Items listed in a dataset
>>>>

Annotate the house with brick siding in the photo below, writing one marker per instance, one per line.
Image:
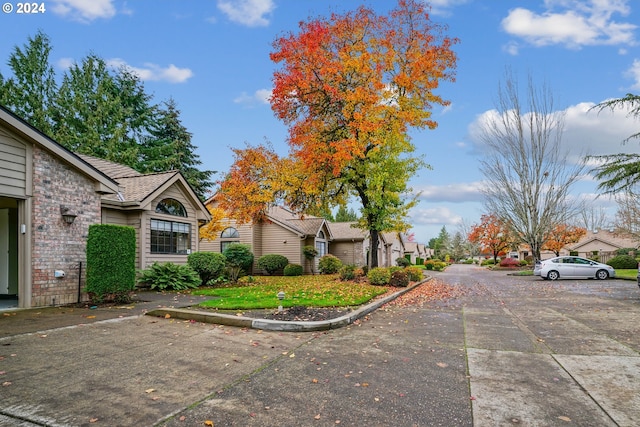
(48, 198)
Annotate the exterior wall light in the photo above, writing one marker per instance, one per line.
(67, 214)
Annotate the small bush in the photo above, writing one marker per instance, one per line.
(209, 265)
(623, 261)
(293, 270)
(399, 279)
(168, 276)
(329, 264)
(347, 272)
(379, 276)
(239, 260)
(440, 265)
(272, 262)
(403, 262)
(509, 262)
(414, 273)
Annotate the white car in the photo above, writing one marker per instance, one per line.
(572, 267)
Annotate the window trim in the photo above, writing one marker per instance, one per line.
(174, 239)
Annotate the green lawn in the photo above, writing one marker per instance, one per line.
(630, 274)
(309, 291)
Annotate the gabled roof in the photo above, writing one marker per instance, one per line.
(347, 231)
(104, 184)
(604, 236)
(137, 189)
(306, 226)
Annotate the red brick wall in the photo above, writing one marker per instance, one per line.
(57, 245)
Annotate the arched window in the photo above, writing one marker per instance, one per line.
(228, 236)
(170, 237)
(229, 233)
(321, 244)
(171, 207)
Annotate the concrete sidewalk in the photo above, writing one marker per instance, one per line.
(512, 351)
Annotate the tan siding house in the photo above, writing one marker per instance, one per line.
(41, 182)
(283, 233)
(350, 244)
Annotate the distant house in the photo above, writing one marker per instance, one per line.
(48, 198)
(600, 243)
(282, 232)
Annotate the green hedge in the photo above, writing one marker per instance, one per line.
(111, 262)
(209, 265)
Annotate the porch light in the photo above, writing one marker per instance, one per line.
(67, 214)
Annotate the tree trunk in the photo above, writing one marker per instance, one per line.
(373, 248)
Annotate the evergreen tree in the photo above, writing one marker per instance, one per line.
(30, 91)
(101, 114)
(168, 147)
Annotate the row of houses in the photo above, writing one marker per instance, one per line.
(595, 244)
(49, 196)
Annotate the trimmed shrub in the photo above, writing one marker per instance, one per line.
(414, 273)
(440, 265)
(272, 262)
(509, 262)
(167, 275)
(623, 261)
(347, 272)
(208, 265)
(399, 279)
(403, 262)
(379, 276)
(293, 270)
(111, 262)
(239, 260)
(329, 264)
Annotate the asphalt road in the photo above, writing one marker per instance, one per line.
(511, 351)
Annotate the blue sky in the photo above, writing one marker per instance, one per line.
(212, 57)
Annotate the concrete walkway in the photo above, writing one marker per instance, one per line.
(512, 351)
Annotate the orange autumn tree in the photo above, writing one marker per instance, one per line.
(492, 235)
(561, 236)
(349, 88)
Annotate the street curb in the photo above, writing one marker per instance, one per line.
(278, 325)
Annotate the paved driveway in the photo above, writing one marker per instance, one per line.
(512, 351)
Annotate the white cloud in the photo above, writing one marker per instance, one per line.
(252, 13)
(154, 72)
(261, 96)
(634, 73)
(439, 216)
(84, 10)
(577, 23)
(586, 131)
(454, 193)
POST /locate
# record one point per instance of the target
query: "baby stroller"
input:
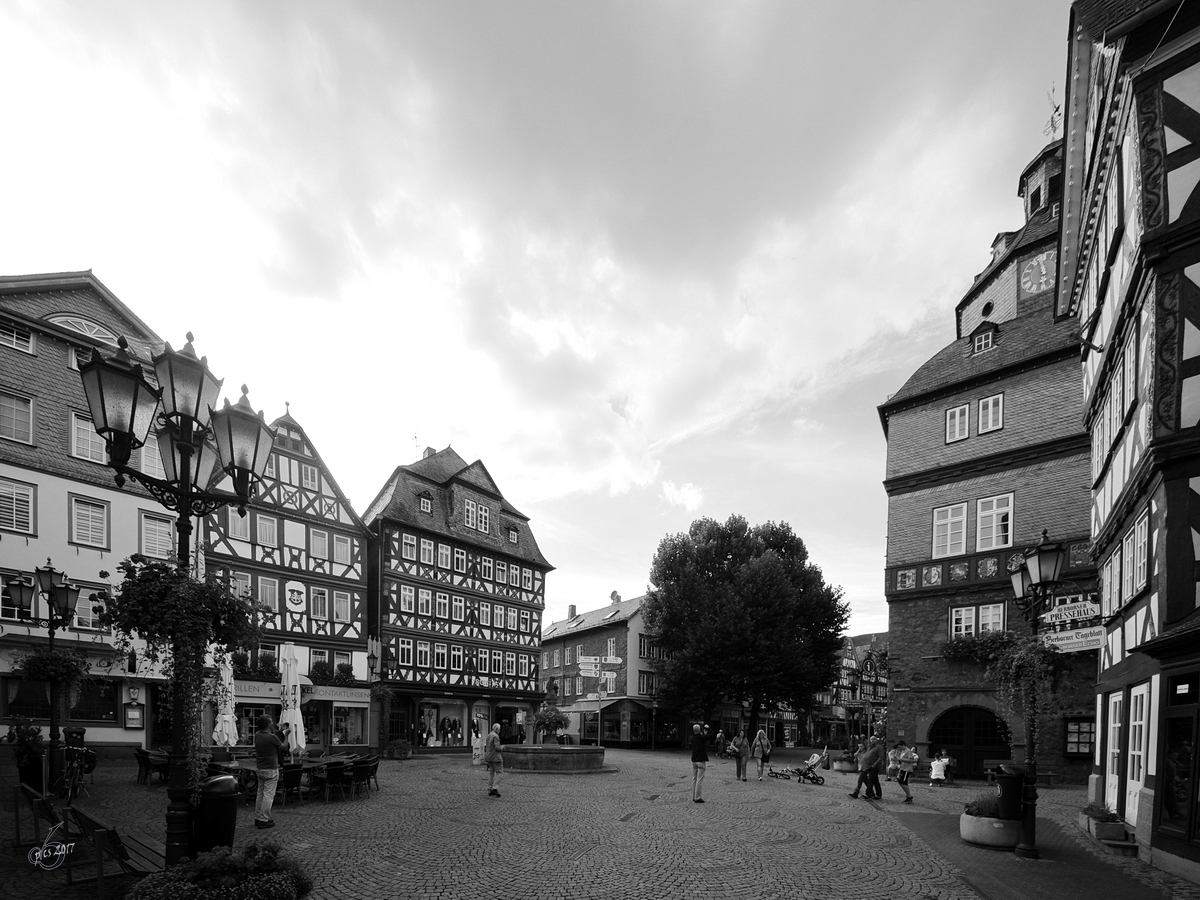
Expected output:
(808, 769)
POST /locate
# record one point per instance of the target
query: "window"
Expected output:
(85, 443)
(319, 604)
(994, 522)
(309, 477)
(949, 531)
(958, 423)
(318, 544)
(269, 592)
(1080, 736)
(19, 339)
(267, 531)
(237, 526)
(89, 522)
(16, 418)
(17, 505)
(967, 621)
(991, 413)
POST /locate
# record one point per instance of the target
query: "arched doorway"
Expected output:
(970, 735)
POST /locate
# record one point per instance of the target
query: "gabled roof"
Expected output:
(1020, 340)
(437, 473)
(610, 615)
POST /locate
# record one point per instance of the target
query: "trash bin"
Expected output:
(216, 816)
(1011, 780)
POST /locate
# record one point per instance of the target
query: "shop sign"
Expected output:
(1085, 639)
(1072, 612)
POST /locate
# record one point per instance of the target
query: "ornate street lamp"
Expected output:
(1033, 585)
(60, 598)
(195, 441)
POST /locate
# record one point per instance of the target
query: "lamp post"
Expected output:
(1033, 585)
(193, 441)
(60, 598)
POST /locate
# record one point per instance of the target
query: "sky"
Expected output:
(648, 262)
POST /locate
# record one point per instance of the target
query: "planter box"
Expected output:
(1107, 831)
(987, 832)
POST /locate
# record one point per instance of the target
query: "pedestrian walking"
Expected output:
(761, 750)
(742, 754)
(269, 753)
(493, 760)
(699, 761)
(907, 762)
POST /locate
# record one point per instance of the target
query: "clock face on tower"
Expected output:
(1038, 274)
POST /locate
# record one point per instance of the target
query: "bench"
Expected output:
(40, 809)
(133, 857)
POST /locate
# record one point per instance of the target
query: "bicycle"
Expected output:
(79, 761)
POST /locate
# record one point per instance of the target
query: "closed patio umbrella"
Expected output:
(226, 731)
(289, 696)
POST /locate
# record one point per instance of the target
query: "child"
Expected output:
(937, 769)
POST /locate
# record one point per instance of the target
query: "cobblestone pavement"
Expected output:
(634, 833)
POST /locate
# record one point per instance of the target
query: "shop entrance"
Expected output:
(970, 735)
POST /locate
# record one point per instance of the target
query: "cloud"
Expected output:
(688, 496)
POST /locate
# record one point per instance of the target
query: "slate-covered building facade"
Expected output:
(457, 594)
(985, 450)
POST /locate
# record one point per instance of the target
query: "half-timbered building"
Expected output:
(1129, 275)
(459, 589)
(300, 551)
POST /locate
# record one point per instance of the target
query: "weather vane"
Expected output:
(1051, 130)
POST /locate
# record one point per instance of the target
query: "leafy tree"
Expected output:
(742, 615)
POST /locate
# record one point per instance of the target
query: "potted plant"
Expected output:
(258, 871)
(981, 823)
(28, 749)
(1101, 822)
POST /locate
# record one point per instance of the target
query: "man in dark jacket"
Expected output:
(699, 761)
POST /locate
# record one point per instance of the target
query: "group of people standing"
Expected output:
(873, 756)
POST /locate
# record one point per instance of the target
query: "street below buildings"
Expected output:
(634, 833)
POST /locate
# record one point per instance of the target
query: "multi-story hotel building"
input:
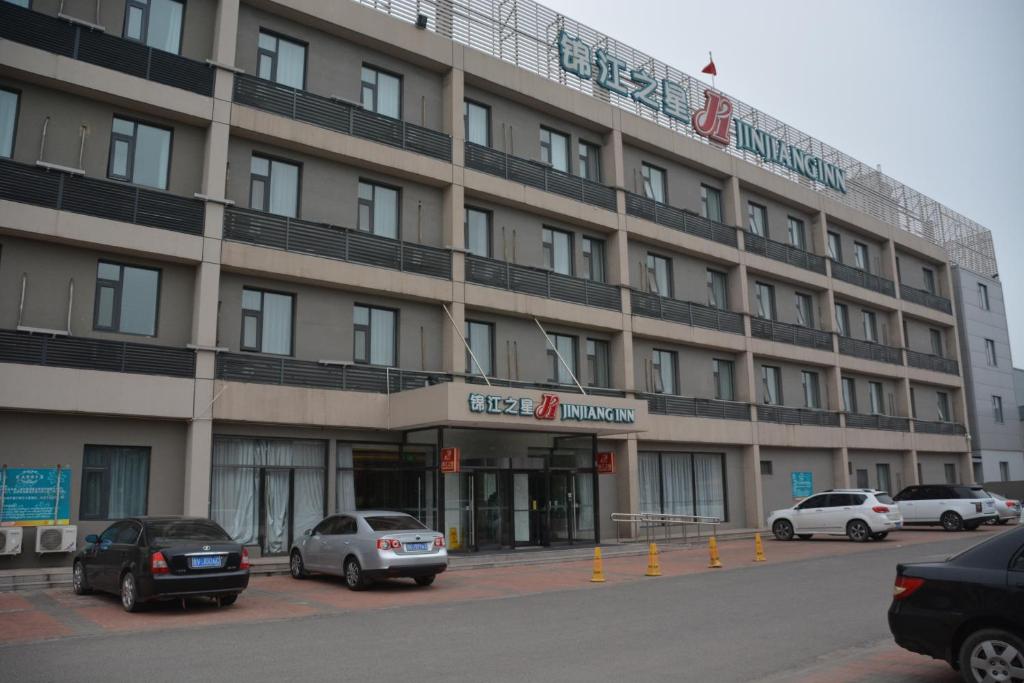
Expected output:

<<<<

[EXERCISE REQUIREMENTS]
Reproduce every line of the data above, exactly as it stands, but not the pictures.

[SOLUTION BELOW]
Annotate the house with brick siding in the photo below, writing one marker per instance, one per line.
Image:
(48, 198)
Annotate the exterior wall light in the photo above, writing one marker per instance, one per line.
(67, 214)
Annotate the small bush in the photo above, writing one marker per instance, one per line.
(209, 265)
(623, 261)
(293, 270)
(399, 279)
(168, 276)
(329, 264)
(347, 272)
(379, 276)
(239, 260)
(440, 265)
(272, 262)
(403, 262)
(509, 262)
(414, 273)
Annotate the white car in the photo above, writing one marker per instance, one per line.
(572, 267)
Annotate the window trim in the photo above, writing one marker per instance, one per line.
(174, 239)
Annotate the green lawn in the photo above, writing one marker per instance, one per line.
(630, 274)
(309, 291)
Annotate the gabled roof in the photo above, writing one marker per instance, one per line.
(347, 231)
(104, 184)
(604, 236)
(137, 189)
(306, 226)
Annotate the red brick wall in the photo above, writing one marker per instance, one per line.
(57, 245)
Annotate the arched window in the photo above, writing one marker per instance, one per line.
(228, 236)
(170, 237)
(229, 233)
(321, 244)
(171, 207)
Annotate the concrete sidewalk in the photo above, writing one marker per instance, one per line.
(512, 351)
Annotate the tan siding house in the photo above, writing one marker per instance, one per line.
(41, 182)
(283, 233)
(350, 244)
Annotate the distant house in the photo above, writing one marker per instance, one per line.
(48, 198)
(600, 243)
(282, 232)
Annotate the green hedge in the photo above, writing one marker per instance, one per line.
(111, 262)
(209, 265)
Annotate the porch light in the photo above, writing one marker per instance, one per line.
(67, 214)
Annotate the tree trunk in the photo above, writing one marker per instance, one per line.
(373, 248)
Annotate the evergreen tree in the photo above, writing one marker per instance, one per line.
(30, 91)
(101, 114)
(168, 147)
Annotate the row of houses in the photo above, writing one marker per instance, one per line.
(595, 244)
(49, 196)
Annotate the trimmed shrub in the photo above, writing one marker per instance, one per line.
(414, 273)
(440, 265)
(272, 262)
(509, 262)
(167, 275)
(623, 261)
(347, 272)
(208, 265)
(399, 279)
(403, 262)
(379, 276)
(293, 270)
(111, 262)
(239, 260)
(329, 264)
Annotate the asphalt road in the photo above, writing one marker per instance, one per line.
(511, 351)
Annotate the blue sky in the photo above, writing one marker per instance, one per line.
(212, 57)
Annotate the concrete walkway in the photo above, writing one marker per instance, one per line.
(512, 351)
Annotate the orange autumn tree in the photo above, writing one marker per instance, one per line.
(492, 235)
(561, 236)
(349, 88)
Annotate the street curb in the photo above, writing one marker per instance, one per line.
(278, 325)
Annotate the paved driveway in the photo above, writing one marker per instance, one per line.
(512, 351)
Annotate the white cloud in the photo above, writing one marker per instance, one per line.
(252, 13)
(154, 72)
(261, 96)
(634, 73)
(439, 216)
(84, 10)
(577, 23)
(586, 131)
(454, 193)
POST /locate
# record one point per instance of the target
query: "baby stroller"
input:
Expected output:
(808, 769)
POST /locate
# record one point per instance of the target
query: "window"
Expected output:
(85, 443)
(319, 604)
(994, 522)
(309, 477)
(949, 531)
(958, 423)
(318, 544)
(269, 592)
(1080, 736)
(19, 339)
(267, 531)
(237, 526)
(89, 522)
(16, 418)
(17, 505)
(967, 621)
(991, 413)
POST /locate
# record one point per instance of the target
query: "arched doorway"
Expected output:
(970, 735)
POST /locate
# record one point per instance of the target
query: "gabled roof"
Expected output:
(1020, 340)
(437, 473)
(610, 615)
POST /locate
# record one point per instance of the target
query: "trash bin"
Expected output:
(216, 816)
(1011, 780)
POST /locate
# record one point per instance of the target
query: "shop sign"
Expected output:
(1085, 639)
(1072, 612)
POST /locate
# record one point per instance of the target
query: "ornate street lamp"
Expected output:
(1033, 585)
(60, 598)
(195, 441)
POST /locate
# record one point per instance of the target
query: "lamp post"
Expected output:
(1033, 585)
(193, 441)
(60, 598)
POST /locate
# record one point per instance of the target
query: "sky"
Expected output:
(648, 262)
POST /locate
# record one point per instance of the target
query: "planter box"
Expected output:
(1107, 831)
(987, 832)
POST /locate
# record one point per instance of the target
query: "pedestrian walking"
Expected output:
(761, 750)
(742, 754)
(269, 753)
(493, 760)
(699, 761)
(907, 762)
POST /locate
# record one point per instance of the target
query: "clock face on tower"
Expected output:
(1038, 274)
POST /locate
# record one point per instance of the target
query: "bench"
Expected output:
(40, 809)
(133, 857)
POST /locate
# record one point per instance of the target
query: "bicycle"
Expected output:
(79, 761)
POST /locate
# record one point per instance of the target
query: "closed patio umbrella"
Expected output:
(226, 731)
(289, 696)
POST /locate
# record one point per instance of the target
query: "child"
Expected output:
(937, 769)
POST /locate
# record one point per instance of the target
query: "cobblestone pavement"
Expected output:
(634, 833)
POST /locate
# record one point per instance of the target
query: "shop entrance"
Expected output:
(970, 735)
POST /locate
# record one point per instance of the target
query: "cloud"
Expected output:
(688, 496)
POST /locate
# record one point per instance of the target
query: "slate-covered building facade"
Expected output:
(457, 594)
(985, 450)
POST /locate
# record one point per instance of the target
query: "half-timbered building"
Expected output:
(1129, 275)
(459, 589)
(300, 551)
POST /locate
# record one point per instance of the target
query: "weather vane"
Expected output:
(1051, 130)
POST /locate
# record one point per instance of the target
query: "leafy tree"
Expected output:
(742, 615)
POST /locate
# record one point per instance of the target
query: "potted plant"
Expected output:
(258, 871)
(981, 823)
(28, 749)
(1101, 822)
POST /locate
# record one point per instance of the target
query: "man in dark jacket"
Expected output:
(699, 761)
POST /locate
# record one point per instance of the target
query: "group of people standing"
Expected output:
(873, 756)
POST /locate
# record one point per instance of the target
query: "street below buildings"
Expected output:
(634, 833)
POST /locate
# record one point per instance of the target
query: "multi-story hotel building"
input:
Expected output:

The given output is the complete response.